* _THE REQUEST_: Reproduce every item below in full, requests included, but shift each number in the SVG answers (the viewBox values and the path coordinates) by -121. Leave the pictures out.

* _RAW RECORDS_:
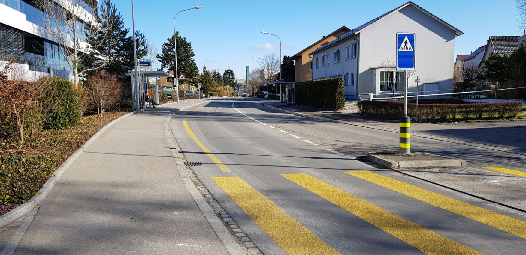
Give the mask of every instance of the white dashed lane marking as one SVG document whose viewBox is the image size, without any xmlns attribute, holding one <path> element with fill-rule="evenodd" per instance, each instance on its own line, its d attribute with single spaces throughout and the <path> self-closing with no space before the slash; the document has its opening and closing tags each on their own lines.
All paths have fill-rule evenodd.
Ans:
<svg viewBox="0 0 526 255">
<path fill-rule="evenodd" d="M 325 149 L 325 150 L 327 150 L 327 151 L 330 151 L 330 152 L 332 152 L 332 153 L 334 153 L 335 154 L 339 155 L 340 156 L 345 156 L 345 154 L 343 154 L 343 153 L 342 153 L 341 152 L 337 152 L 336 151 L 335 151 L 334 150 L 332 150 L 332 149 Z"/>
<path fill-rule="evenodd" d="M 303 140 L 303 141 L 305 141 L 305 142 L 307 142 L 307 143 L 310 143 L 310 144 L 312 144 L 313 145 L 319 145 L 319 144 L 318 144 L 317 143 L 313 142 L 311 142 L 311 141 L 310 141 L 309 140 Z"/>
</svg>

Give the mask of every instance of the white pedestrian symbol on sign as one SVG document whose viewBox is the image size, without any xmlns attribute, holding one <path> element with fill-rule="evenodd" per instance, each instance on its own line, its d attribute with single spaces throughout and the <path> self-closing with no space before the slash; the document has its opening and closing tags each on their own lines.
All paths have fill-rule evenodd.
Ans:
<svg viewBox="0 0 526 255">
<path fill-rule="evenodd" d="M 413 47 L 411 46 L 411 42 L 409 42 L 409 39 L 407 39 L 407 36 L 406 38 L 403 39 L 403 41 L 402 42 L 402 44 L 400 46 L 400 48 L 398 49 L 399 51 L 412 51 Z"/>
</svg>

* _SOLUTION TO THE EXERCISE_:
Give the mask of every instance of the white dashed lane marking as one SVG document whose viewBox is the image size, without any xmlns attribute, holding one <path> element with fill-rule="evenodd" per instance, each instance on its own line, its d attribute with single spaces throughout and the <path> self-closing with no space before the slash; the document has its opening and closing tags each on their own lines.
All paths have fill-rule evenodd.
Ans:
<svg viewBox="-121 -121 405 134">
<path fill-rule="evenodd" d="M 204 28 L 204 29 L 206 29 L 206 30 L 209 30 L 209 31 L 211 31 L 211 32 L 213 32 L 214 33 L 218 34 L 219 35 L 224 35 L 224 33 L 222 33 L 222 32 L 221 32 L 220 31 L 216 31 L 215 30 L 214 30 L 213 29 L 211 29 L 211 28 Z"/>
<path fill-rule="evenodd" d="M 182 19 L 182 20 L 184 20 L 184 21 L 186 21 L 186 22 L 189 22 L 189 23 L 191 23 L 192 24 L 198 24 L 198 23 L 197 23 L 196 22 L 192 21 L 190 21 L 190 20 L 189 20 L 188 19 Z"/>
</svg>

Give the mask of every instance of the white pedestrian symbol on sign as one SVG document whose viewBox is the image size, without any xmlns attribute, holding one <path> element with fill-rule="evenodd" per instance, each instance on its own line, its d attribute with single spaces throughout and the <path> self-closing with no space before the slash; the document has its opening and closing tags each on their own lines.
All paths have fill-rule evenodd.
Ans:
<svg viewBox="-121 -121 405 134">
<path fill-rule="evenodd" d="M 292 -74 L 290 -75 L 290 -79 L 288 -79 L 288 -82 L 286 -82 L 286 -85 L 285 -83 L 282 -82 L 282 -80 L 281 -79 L 281 -77 L 279 -75 L 279 -73 L 277 -72 L 278 -70 L 291 -70 Z"/>
</svg>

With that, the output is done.